Start of RECORDS
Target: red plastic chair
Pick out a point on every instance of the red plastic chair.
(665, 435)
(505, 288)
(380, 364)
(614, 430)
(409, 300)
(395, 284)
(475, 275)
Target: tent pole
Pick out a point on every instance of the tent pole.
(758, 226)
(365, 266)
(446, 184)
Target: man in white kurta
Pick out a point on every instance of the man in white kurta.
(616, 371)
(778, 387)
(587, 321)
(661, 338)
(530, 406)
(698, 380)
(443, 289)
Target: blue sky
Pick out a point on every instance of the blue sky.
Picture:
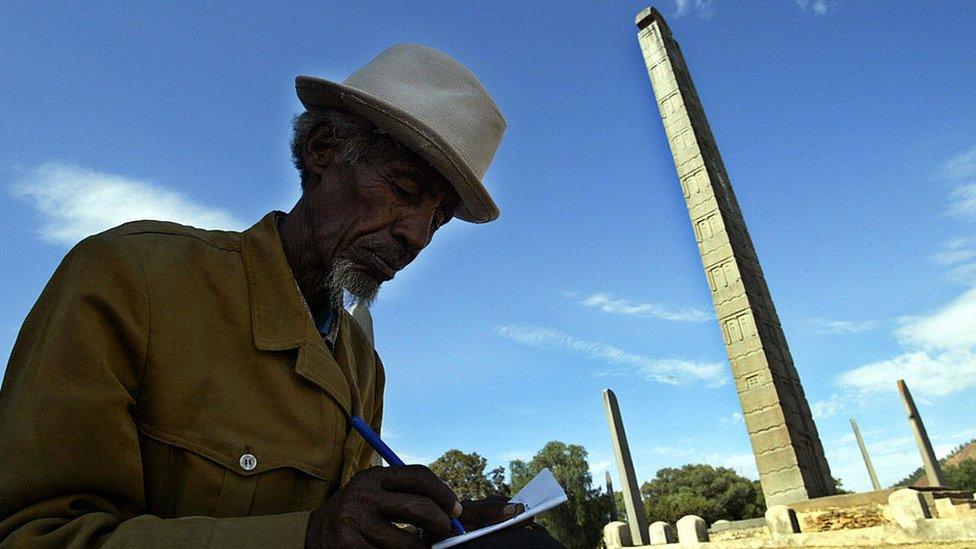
(848, 130)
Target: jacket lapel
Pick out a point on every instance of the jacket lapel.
(279, 319)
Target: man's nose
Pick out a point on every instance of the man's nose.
(415, 230)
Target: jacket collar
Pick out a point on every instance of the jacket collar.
(279, 318)
(278, 315)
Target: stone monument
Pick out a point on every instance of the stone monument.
(636, 518)
(785, 442)
(933, 471)
(613, 499)
(864, 454)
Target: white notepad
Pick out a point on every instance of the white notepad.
(541, 493)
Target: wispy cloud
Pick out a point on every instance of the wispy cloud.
(701, 8)
(959, 167)
(743, 463)
(512, 455)
(607, 304)
(731, 419)
(963, 201)
(672, 371)
(939, 347)
(817, 7)
(939, 357)
(76, 202)
(827, 326)
(823, 409)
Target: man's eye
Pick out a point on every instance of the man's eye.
(404, 192)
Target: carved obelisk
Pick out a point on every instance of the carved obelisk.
(636, 518)
(788, 452)
(613, 498)
(864, 454)
(933, 471)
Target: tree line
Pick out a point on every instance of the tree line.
(711, 492)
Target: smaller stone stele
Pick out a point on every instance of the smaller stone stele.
(907, 508)
(692, 529)
(781, 521)
(616, 534)
(661, 533)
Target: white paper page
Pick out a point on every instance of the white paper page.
(540, 494)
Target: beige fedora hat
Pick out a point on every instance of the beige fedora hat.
(431, 103)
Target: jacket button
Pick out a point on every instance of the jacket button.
(248, 462)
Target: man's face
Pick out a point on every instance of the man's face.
(374, 216)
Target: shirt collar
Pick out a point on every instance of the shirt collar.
(279, 313)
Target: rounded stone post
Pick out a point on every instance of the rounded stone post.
(692, 529)
(908, 508)
(616, 534)
(661, 533)
(781, 521)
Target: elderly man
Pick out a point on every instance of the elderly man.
(180, 387)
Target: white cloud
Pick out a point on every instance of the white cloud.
(512, 455)
(951, 328)
(76, 202)
(731, 419)
(818, 7)
(963, 201)
(743, 463)
(607, 304)
(961, 166)
(702, 8)
(825, 408)
(672, 371)
(827, 326)
(926, 373)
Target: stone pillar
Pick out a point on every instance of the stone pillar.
(933, 471)
(867, 458)
(628, 479)
(616, 534)
(661, 533)
(789, 455)
(692, 529)
(613, 499)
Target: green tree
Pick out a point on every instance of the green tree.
(579, 522)
(465, 474)
(961, 476)
(712, 493)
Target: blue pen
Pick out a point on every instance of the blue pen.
(360, 425)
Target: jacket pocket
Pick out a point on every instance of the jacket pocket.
(186, 478)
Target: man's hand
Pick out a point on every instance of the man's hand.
(485, 512)
(362, 513)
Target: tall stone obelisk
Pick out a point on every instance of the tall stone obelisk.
(789, 456)
(636, 518)
(864, 454)
(933, 471)
(613, 498)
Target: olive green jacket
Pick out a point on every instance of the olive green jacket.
(169, 388)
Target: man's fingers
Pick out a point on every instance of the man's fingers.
(491, 510)
(417, 510)
(417, 479)
(382, 534)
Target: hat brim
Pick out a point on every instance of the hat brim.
(476, 204)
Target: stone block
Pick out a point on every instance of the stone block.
(661, 533)
(692, 529)
(907, 508)
(781, 521)
(616, 534)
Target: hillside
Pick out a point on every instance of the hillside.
(962, 453)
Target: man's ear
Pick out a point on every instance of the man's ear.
(320, 152)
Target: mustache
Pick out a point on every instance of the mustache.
(391, 251)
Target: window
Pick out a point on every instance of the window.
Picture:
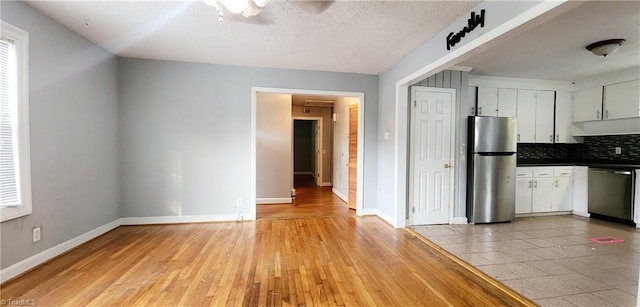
End of RECORDS
Extract the text of all the records above verbatim, excluding pictures.

Target: red plastic chair
Pick out a point on every instance of the red plastic chair.
(665, 435)
(505, 288)
(380, 364)
(614, 430)
(409, 300)
(395, 284)
(475, 275)
Target: tent pole
Pick out a point on every instance of the tent pole.
(758, 226)
(365, 266)
(446, 184)
Target: man in white kurta
Pick out a point on every instance of the man in white kurta.
(616, 371)
(778, 387)
(587, 321)
(661, 338)
(530, 406)
(698, 380)
(443, 289)
Target: blue sky
Pick out a point on every instance of the blue sky.
Picture:
(848, 130)
Target: jacket lapel
Pick out a point on every instance of the jacket lapel.
(279, 319)
Target: man's nose
Pick out a point on every instance of the man's nose.
(415, 230)
Target: jacket collar
Pick out a point on every instance of the jacket collar.
(279, 318)
(278, 315)
Target: stone monument
Pick out a point on every instance of the stone monument.
(636, 518)
(785, 442)
(933, 471)
(613, 499)
(864, 454)
Target: white notepad
Pick out a point on every instance of the white notepad.
(541, 493)
Target: wispy cloud
Pick out a point on every instance of the wispy cloud.
(701, 8)
(959, 167)
(743, 463)
(512, 455)
(607, 304)
(731, 419)
(963, 201)
(672, 371)
(939, 347)
(817, 7)
(939, 357)
(76, 202)
(827, 326)
(823, 409)
Target: man's eye
Pick out a point on every instance of the man's eye.
(404, 192)
Target: carved obelisk
Pick out a point on every instance of the carved obelisk.
(636, 518)
(788, 452)
(613, 498)
(864, 454)
(933, 471)
Target: tree line
Pick out a point on every instance of the tree line.
(711, 492)
Target: smaller stone stele
Pick out a point on every instance of the smaller stone stele.
(907, 508)
(692, 529)
(781, 521)
(616, 534)
(661, 533)
Target: white paper page
Pick out a point on every instance of the white paper page.
(540, 494)
Target: beige fedora hat
Pick out a point on every instance of the beige fedora hat.
(431, 103)
Target: jacket button
Pick out a point on every instance of the jacket button.
(248, 462)
Target: man's face
Pick out a point on every instance of the man's face.
(374, 216)
Target: shirt collar
Pick out a point on every instance of the shirt collar.
(279, 313)
Target: rounded stone post
Pick out a point on every instance of the rounded stone post.
(692, 529)
(908, 508)
(616, 534)
(661, 533)
(781, 521)
Target: elderly man
Pick out a point on every instance of the elderly man.
(180, 387)
Target: white cloud
Pick out a point on every instance of the white cloud.
(512, 455)
(951, 328)
(76, 202)
(731, 419)
(818, 7)
(963, 201)
(743, 463)
(607, 304)
(961, 166)
(702, 8)
(825, 408)
(672, 371)
(827, 326)
(926, 373)
Target: stone pillar
Pick out a point on every instance of the stone pillar.
(933, 471)
(867, 458)
(628, 479)
(616, 534)
(661, 533)
(789, 455)
(692, 529)
(613, 499)
Target: green tree
Pick out a point on every instance of the green tree.
(579, 522)
(465, 474)
(961, 476)
(712, 493)
Target: blue pen
Pick out a point on every instance of the blue pen.
(360, 425)
Target: jacket pocket
Pick out a point on every instance of the jacket pocket.
(186, 478)
Target: man's hand
Pick out a point on every instance of the man's hand.
(485, 512)
(362, 513)
Target: tall stone obelisk
Pick out a point on every instance of the tall stone obelisk.
(789, 456)
(636, 518)
(864, 454)
(933, 471)
(613, 498)
Target: olive green jacket
Pick out a point on every instance of the olive green jacket.
(169, 388)
Target: man's fingers
Pick out a point on every instance of the man's fingers.
(491, 510)
(417, 510)
(417, 479)
(382, 534)
Target: hat brim
Pick out a point on every instance of the hat brim.
(476, 204)
Target: stone block
Pick out a point on every instance of the stone block.
(661, 533)
(692, 529)
(907, 508)
(781, 521)
(616, 534)
Target: hillside
Pick out a point on every instance of the hillside.
(962, 453)
Target: man's ear
Pick out a point on every instance of the man's ear.
(320, 152)
Target: mustache
Pick out a point on every instance of the mustache.
(391, 251)
Target: window
Pick out a point on every instance of the window.
Picture:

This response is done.